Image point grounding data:
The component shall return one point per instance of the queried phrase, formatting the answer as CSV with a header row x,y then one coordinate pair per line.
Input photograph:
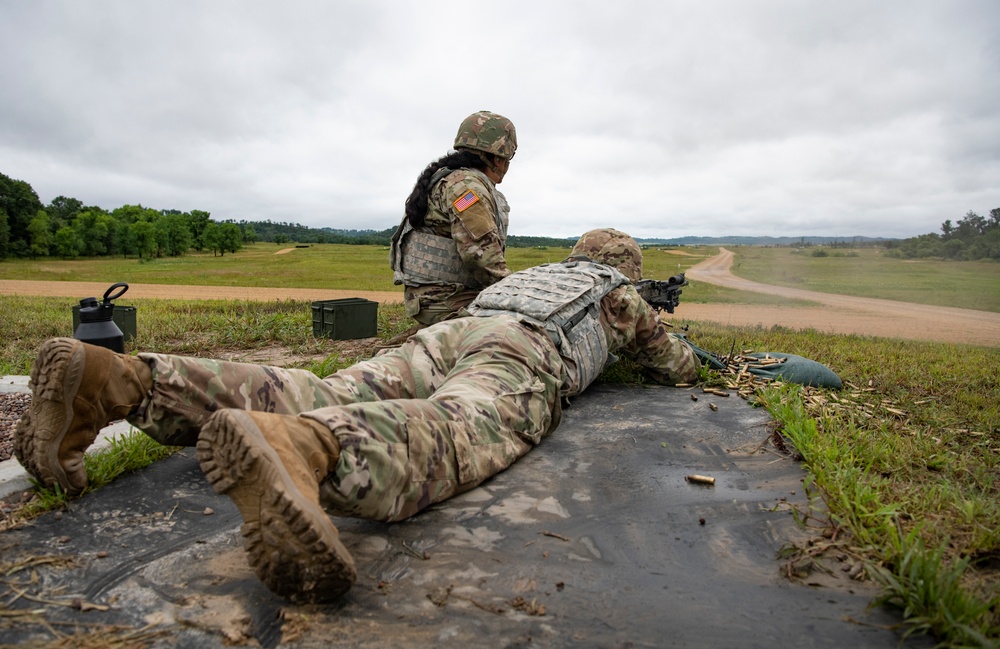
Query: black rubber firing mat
x,y
594,539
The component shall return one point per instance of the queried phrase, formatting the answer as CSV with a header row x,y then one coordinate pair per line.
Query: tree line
x,y
67,228
971,238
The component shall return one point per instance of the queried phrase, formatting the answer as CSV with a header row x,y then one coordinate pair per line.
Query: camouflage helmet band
x,y
489,133
611,247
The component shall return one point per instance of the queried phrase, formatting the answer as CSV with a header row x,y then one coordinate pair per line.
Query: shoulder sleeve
x,y
472,204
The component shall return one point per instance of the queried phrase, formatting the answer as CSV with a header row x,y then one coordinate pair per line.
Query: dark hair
x,y
416,202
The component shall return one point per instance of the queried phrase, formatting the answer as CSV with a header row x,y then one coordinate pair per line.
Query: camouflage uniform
x,y
456,404
465,210
480,235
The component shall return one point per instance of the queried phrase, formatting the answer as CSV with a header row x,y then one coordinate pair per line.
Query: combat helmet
x,y
611,247
487,132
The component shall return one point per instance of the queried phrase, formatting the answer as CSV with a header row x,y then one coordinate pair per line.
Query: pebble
x,y
12,406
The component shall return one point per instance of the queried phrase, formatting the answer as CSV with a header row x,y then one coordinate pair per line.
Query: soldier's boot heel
x,y
77,389
268,465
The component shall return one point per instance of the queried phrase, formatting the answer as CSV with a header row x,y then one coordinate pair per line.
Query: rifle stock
x,y
662,294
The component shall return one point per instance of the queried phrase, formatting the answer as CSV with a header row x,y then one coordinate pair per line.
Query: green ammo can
x,y
344,319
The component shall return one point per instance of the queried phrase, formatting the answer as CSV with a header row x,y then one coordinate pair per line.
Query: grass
x,y
903,465
868,272
123,454
906,463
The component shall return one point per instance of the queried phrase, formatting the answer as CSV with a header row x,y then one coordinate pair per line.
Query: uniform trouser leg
x,y
455,405
186,390
492,391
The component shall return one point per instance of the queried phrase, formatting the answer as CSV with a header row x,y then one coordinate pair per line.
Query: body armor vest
x,y
418,257
564,300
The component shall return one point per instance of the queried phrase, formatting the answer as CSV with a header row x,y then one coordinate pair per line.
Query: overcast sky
x,y
662,118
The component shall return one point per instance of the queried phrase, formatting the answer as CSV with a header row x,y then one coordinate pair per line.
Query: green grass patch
x,y
124,454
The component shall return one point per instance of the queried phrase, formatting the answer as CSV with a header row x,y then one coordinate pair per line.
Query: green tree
x,y
143,237
198,220
67,242
249,234
63,210
231,236
92,228
20,203
172,234
4,234
40,231
212,238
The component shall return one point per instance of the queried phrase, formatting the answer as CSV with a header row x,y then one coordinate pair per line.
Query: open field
x,y
973,285
906,460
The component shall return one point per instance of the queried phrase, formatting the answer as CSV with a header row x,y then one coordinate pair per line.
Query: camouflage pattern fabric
x,y
487,132
612,247
457,403
480,235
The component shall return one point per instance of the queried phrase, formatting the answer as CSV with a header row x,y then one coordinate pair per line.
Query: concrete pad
x,y
594,539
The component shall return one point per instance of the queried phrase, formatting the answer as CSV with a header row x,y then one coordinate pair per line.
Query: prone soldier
x,y
459,402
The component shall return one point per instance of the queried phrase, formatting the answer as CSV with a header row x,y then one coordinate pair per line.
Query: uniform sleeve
x,y
635,331
473,209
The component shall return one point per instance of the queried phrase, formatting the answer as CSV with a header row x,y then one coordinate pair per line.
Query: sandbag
x,y
796,369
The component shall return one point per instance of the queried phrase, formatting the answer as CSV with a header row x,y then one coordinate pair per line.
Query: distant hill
x,y
285,232
764,241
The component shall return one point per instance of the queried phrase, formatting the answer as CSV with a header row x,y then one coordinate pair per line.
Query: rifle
x,y
662,294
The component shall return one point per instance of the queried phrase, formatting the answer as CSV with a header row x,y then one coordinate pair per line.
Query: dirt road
x,y
839,313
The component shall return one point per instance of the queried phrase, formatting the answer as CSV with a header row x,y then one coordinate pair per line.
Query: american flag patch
x,y
467,200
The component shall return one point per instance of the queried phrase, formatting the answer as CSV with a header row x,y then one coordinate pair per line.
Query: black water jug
x,y
96,324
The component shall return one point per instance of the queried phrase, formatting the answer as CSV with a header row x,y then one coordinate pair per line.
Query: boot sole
x,y
291,544
55,380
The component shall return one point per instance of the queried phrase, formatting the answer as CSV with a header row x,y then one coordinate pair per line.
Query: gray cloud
x,y
662,118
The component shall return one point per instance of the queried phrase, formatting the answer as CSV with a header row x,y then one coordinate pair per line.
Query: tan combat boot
x,y
77,390
271,466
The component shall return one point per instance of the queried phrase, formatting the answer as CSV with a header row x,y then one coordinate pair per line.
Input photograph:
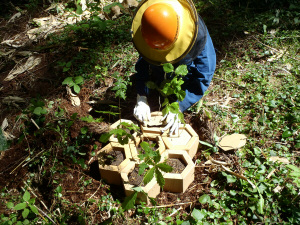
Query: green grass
x,y
258,67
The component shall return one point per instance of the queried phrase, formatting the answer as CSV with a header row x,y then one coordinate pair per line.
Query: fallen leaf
x,y
279,159
12,19
31,62
233,141
75,100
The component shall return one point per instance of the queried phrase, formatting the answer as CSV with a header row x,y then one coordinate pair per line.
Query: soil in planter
x,y
177,164
134,177
141,151
114,158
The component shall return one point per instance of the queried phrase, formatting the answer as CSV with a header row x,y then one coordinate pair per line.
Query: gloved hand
x,y
142,110
173,123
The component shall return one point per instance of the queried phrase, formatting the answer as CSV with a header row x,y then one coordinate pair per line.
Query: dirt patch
x,y
177,164
114,157
134,177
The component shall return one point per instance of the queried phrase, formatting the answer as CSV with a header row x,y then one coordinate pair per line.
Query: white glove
x,y
142,110
173,122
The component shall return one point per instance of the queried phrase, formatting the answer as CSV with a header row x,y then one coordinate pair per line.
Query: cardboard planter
x,y
152,188
159,145
116,124
153,127
179,182
111,173
187,140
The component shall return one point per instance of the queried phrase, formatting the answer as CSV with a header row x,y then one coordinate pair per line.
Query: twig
x,y
33,158
19,165
218,162
92,195
274,49
238,175
170,205
30,189
228,82
35,124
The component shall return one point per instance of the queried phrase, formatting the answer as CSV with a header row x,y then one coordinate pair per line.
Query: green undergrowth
x,y
255,92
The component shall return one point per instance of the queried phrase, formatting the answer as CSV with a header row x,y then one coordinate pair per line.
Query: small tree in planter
x,y
183,173
171,86
154,141
110,171
113,158
151,166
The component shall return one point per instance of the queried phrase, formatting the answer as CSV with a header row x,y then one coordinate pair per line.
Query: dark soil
x,y
114,157
177,164
134,177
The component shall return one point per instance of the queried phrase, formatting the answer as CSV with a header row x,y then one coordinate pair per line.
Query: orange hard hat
x,y
159,26
164,30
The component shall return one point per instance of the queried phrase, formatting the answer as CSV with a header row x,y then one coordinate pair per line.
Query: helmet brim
x,y
188,29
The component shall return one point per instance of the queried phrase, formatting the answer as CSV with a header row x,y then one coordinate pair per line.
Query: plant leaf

EXERCISE DIRECTIONS:
Please reproduce the entries above exactly, omitting every picture.

EXPECTED OUTPUT:
The component shall return one point per instance of the queried phrase, formatting the answer as CSV with a header row x,y then one coordinate pair per line.
Input photograph:
Query: black rubber firing mat
x,y
594,539
The component shall return one point per instance of the queried phrase, formatting the answer as CSV with a header row x,y then one coordinate pair per line.
Query: tree line
x,y
67,228
971,238
The component shall return one point per instance of the queried phrase, formatting the answer as CSV with a header row x,y then one coordinate pair per line.
Query: camouflage helmet band
x,y
489,133
611,247
The component shall return one point per instance of the queried phrase, formatting the answer as CSV with a header row x,y then one coordinate pair per line.
Query: shoulder sleeve
x,y
472,204
The component shall return one point per instance of the queried phrase, formatting the answer as CSV with a header row x,y then one coordinate pair per line.
Query: dark hair
x,y
416,202
The component shall return one point per instance of the queried phrase, formatting the answer as CSV with a header row x,y then one coordinate pair per line.
Query: camouflage uniform
x,y
456,404
465,210
480,235
The component shall return one point per instance of the queried phrase, formatting the answer as CSV with a header row x,y then one coordinate pair per line.
Query: combat helmet
x,y
611,247
487,132
The component shall return one point per instance of the queried phrase, formatting the answer as CSV with a header row x,y then one coordinate pair per line.
Query: pebble
x,y
12,406
The component shall return one point per instance of the queried phrase, formatting the answer as CSV with a header row x,y then one coordinate pair per line.
Query: soldier's boot heel
x,y
77,389
268,465
The component shall return one point per instance of the queried phrase, formatting the answer as CSV with a header row x,y then one coordinate pair per line.
Query: rifle stock
x,y
662,294
The component shall return one point per instance of the queried phrase, formatting the answer as CSV with a header row x,y then one coordinate pair per line.
Query: green ammo can
x,y
344,319
The component shall return one point per instance of the queried phrase, formatting the answer as CSV with a header row x,y then one coordinate pair per line.
Query: grass
x,y
903,465
868,272
123,454
906,463
The component shall return one point per instance of the queried phrase, formatting the answer as CSV with a header row x,y then one coordinate pair per line.
Query: uniform trouser leg
x,y
455,405
186,390
492,391
The component shall return one point per instance of the queried phrase, formatting the answer as CSV with a header row x,y then one coordinate pair per line.
Query: body armor vest
x,y
418,257
564,300
The component shall return one point per instance of the queried phrase, formatting the answer as CSV with a header row x,y then one coordinate pair per line.
Query: overcast sky
x,y
662,118
The component shall return one point per instance of the queried phrase, formatting the answer as CSV with a header row x,y then one coordinate pair per line.
Query: green grass patch
x,y
124,454
The component shall return one point per instance of the queried phrase, formatting the answer as CSV with a header row x,y then one coordinate pair per line.
Query: green tree
x,y
143,237
198,220
67,242
249,234
63,210
231,236
92,228
20,203
172,234
4,234
40,231
212,238
The component shall return one point per instance of the queried phrase, formatting the answer as CSV with a header row x,y then one coordinate pair per line.
Query: open field
x,y
973,285
906,460
The component shall return one point per instance of the queried phrase, formatting the answer as CSV with a header row x,y then one coordinate pair per line.
Query: camouflage pattern fabric
x,y
487,132
612,247
457,403
480,235
The component shall return one point per instance of the queried phrase, formatting the answer as CSV with a header row x,y then one coordinate pair per line.
Query: concrete pad
x,y
594,539
The component shall return one point per instance of the queried phrase, formatting the answer as CSV with a header row x,y then one coordinate pair per line.
Query: prone soldier
x,y
459,402
The component shall return one point per instance of the queried phrase, formatting the answer as CSV with a header row x,y then one coordinate pair per line.
Query: uniform sleeve
x,y
635,331
473,209
The component shall return one point per instance of the queried phrase, formatting the answer as CSV with a header row x,y then one coordinate pair per line.
Query: sandbag
x,y
796,369
The component shall return one point per instance of the queried phrase, formatting the answer as CSV with a header row x,y then one coordinate pair per line.
Query: distant hill
x,y
285,232
764,241
The component shall return one point per instance of the queried phrase, formatting the answer as CSV with a header row x,y then one coordinate pair per line.
Query: rifle
x,y
662,294
The component shall return one point per instance of the queried phrase, formatting the answer as CSV with a header row x,y then one coordinate pair per line.
Query: dirt road
x,y
839,313
The component shall return one point per instance of the queried phrase, formatting the answer as CSV with a header row x,y then one coordinate pair per line.
Query: american flag patch
x,y
467,200
The component shall return one point per instance of the queried phrase, formatting the answer as CSV with a header row x,y then one coordinate pair per line.
Query: black water jug
x,y
96,324
The component shall return one point per instance of the queried phrase, formatting the answer as CSV with a header row x,y then one coordinate pair per line.
Query: boot sole
x,y
291,544
55,380
The component shall return one point per instance of the queried phrase, formatting the answer as CSV with a header row x,y then one coordinate pair per line.
Query: gray cloud
x,y
662,118
The component shall return one point per instance of the queried phrase, formatting the answer as CSV with a header row x,y then one coordinate pair per line.
Query: tan combat boot
x,y
77,390
271,466
The component shall return one point per instance of the queried phrase, formatting the answer as CSV with a header row x,y then one coordinate pair per line.
Input photograph:
Query: green grass
x,y
258,67
The component shall return one point per instance of the queried phrase, formatting the answer as CSV with a header row x,y then one coordinate pair per line.
Query: fallen leaf
x,y
279,159
12,19
31,62
233,141
75,100
The component shall return one point per instance of the queried phrase, formatting the answer as CSV with a header row x,y then one coordinate pair per line.
Query: soil in planter
x,y
177,164
134,177
141,151
114,158
The component shall return one point per instance of the queried phrase, formatting the answer as CSV with a header row x,y then one coordinate pair per line.
Query: gloved hand
x,y
142,110
173,123
The component shall return one point per instance of the queried phrase, formatting the answer as CSV with a header row x,y then one coordinate pair per line.
Query: dirt patch
x,y
177,164
114,157
134,177
The component shall return one point per instance of the queried phrase, formatting the answer as CSV with a header row x,y then one coordinate pair per line.
Query: white glove
x,y
142,110
173,122
The component shall return one point per instance of the queried phrase, formatting the answer as CSV with a header row x,y then one coordinate pair per line.
Query: cardboard planter
x,y
152,188
159,145
116,124
153,127
179,182
111,173
187,140
The component shall return one point per instance of the queried phrase, formatting the answer as CSV with a header row x,y then one coordinate pair per line.
Query: twig
x,y
33,158
19,165
218,162
92,195
274,49
238,175
170,205
30,189
228,82
35,124
The component shall return one point per instance of the queried phrase, formatting the answer as CSV with a header row x,y then one coordinate pair per line.
Query: green undergrowth
x,y
255,92
The component shall return one point per instance of the queried phrase, formatting the answer as CSV with a header row x,y then one coordinate pair per line.
Query: small tree in planter
x,y
183,173
171,86
154,141
110,171
113,158
151,166
The component shall return one point per instance of the queried phrase, formatting the answer as CSV with a header row x,y then one coordinate pair per line.
Query: dark soil
x,y
114,157
177,164
134,177
The component shall return one point per instance of the queried phrase, formatting the answer as CSV with a header row x,y then one coordinate pair per line.
Query: orange hard hat
x,y
159,26
164,30
The component shall return one point per instance of the queried phrase, formatting the answer as CSV with a header row x,y then one coordinate pair per line.
Query: helmet brim
x,y
188,29
The component shall return one point per instance of the queried phrase, formatting the answer as CSV with a header row x,y then one coordinate pair per line.
Query: plant leaf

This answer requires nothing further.